● **PROBLEM DESCRIPTION**
Could you retype the records word for word but without any pictures?

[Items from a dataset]
_ _ _ _ _ _ _
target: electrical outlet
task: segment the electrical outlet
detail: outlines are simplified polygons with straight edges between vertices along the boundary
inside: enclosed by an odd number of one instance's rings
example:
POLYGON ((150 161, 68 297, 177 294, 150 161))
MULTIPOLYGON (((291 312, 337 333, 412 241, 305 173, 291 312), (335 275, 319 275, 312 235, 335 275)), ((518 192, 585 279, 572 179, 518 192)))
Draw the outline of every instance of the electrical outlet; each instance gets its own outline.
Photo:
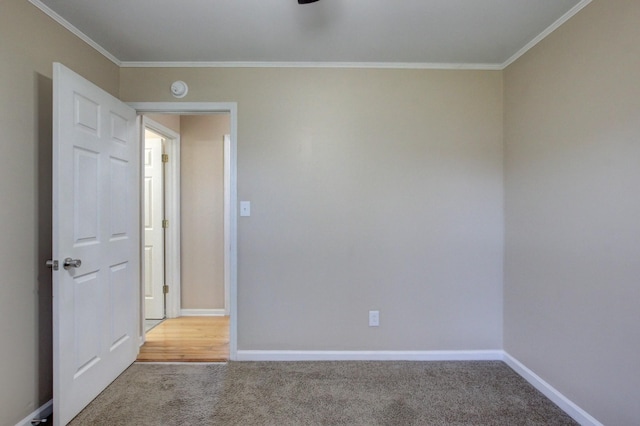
_ _ _ _ _ _ _
● **SOLUTION**
target: electrical outlet
task: segment the electrical outlet
detail: outlines are simplified polygons with straight edges between vertices along the boundary
inside: enclosed by an odd number of one instance's rings
example:
POLYGON ((150 161, 68 297, 177 294, 150 161))
MULTIPOLYGON (((291 312, 337 333, 412 241, 305 173, 291 312), (335 275, 319 275, 312 235, 335 275)), ((518 192, 585 279, 572 179, 518 192)))
Draw the outline of every instance of the electrical outlet; each instance gets its own outline.
Photo:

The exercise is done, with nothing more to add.